Reproduce the items starting at the very beginning and ending at the line that contains "[136,86,142,103]", both ends included and the requests kept, shifting every bounding-box coordinate in the answers by adding -70. Leave the pictures out of your answer.

══════════════════════════════

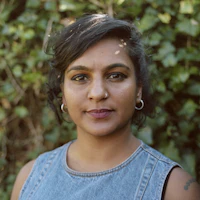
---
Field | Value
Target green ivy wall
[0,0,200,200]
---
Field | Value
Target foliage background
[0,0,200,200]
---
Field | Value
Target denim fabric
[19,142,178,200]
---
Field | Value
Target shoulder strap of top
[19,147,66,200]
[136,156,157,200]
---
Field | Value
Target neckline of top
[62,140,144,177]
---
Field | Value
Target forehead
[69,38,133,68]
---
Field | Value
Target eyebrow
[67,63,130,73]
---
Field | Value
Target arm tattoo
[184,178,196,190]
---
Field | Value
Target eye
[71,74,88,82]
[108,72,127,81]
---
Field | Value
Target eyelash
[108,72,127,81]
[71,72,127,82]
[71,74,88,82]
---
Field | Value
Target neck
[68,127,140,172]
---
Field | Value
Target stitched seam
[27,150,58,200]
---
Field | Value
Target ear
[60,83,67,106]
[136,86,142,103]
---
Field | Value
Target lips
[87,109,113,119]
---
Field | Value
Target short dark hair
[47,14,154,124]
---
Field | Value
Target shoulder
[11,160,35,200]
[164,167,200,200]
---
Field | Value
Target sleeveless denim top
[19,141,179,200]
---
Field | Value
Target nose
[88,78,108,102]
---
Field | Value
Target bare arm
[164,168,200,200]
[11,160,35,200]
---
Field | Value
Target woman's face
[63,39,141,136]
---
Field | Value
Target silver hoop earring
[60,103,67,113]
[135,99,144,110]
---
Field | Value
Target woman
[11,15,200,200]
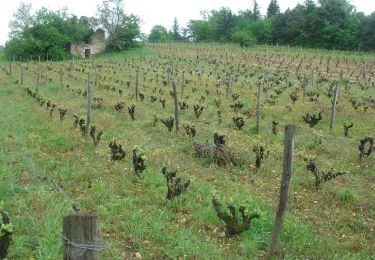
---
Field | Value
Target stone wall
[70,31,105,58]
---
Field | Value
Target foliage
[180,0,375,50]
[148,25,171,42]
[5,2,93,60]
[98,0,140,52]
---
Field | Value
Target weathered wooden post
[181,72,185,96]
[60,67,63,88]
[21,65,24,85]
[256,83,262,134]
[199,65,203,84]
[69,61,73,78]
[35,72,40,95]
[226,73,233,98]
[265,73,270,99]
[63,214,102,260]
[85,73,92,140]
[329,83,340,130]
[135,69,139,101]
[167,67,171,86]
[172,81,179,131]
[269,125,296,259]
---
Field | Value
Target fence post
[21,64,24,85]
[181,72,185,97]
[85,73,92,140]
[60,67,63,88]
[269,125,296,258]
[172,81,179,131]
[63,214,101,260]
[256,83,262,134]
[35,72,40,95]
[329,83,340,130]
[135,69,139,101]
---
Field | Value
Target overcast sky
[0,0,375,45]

══════════════════════════════

#### Result of this task
---
Field | Value
Target green ivy wall
[-70,-70,130,130]
---
Field | Value
Target foliage background
[-70,-70,130,130]
---
Field | Value
Target denim fabric
[-51,72,108,130]
---
Field | Value
Target shoulder strap of top
[-51,77,-4,130]
[66,86,87,130]
---
Field | Value
Target neckline of top
[-8,70,74,107]
---
Field | Value
Target forehead
[-1,-32,63,-2]
---
Field | Value
Target eyebrow
[-3,-7,60,3]
---
Field | Value
Target arm tattoo
[114,108,126,120]
---
Field | Value
Target eye
[1,4,18,12]
[38,2,57,11]
---
Field | Value
Target eyelash
[38,2,57,11]
[1,2,57,12]
[1,4,18,12]
---
Field | Value
Target neck
[-2,57,70,102]
---
Field | Value
Target stitched seam
[-43,80,-12,130]
---
Field | Value
Target ear
[-10,13,-3,36]
[66,16,72,33]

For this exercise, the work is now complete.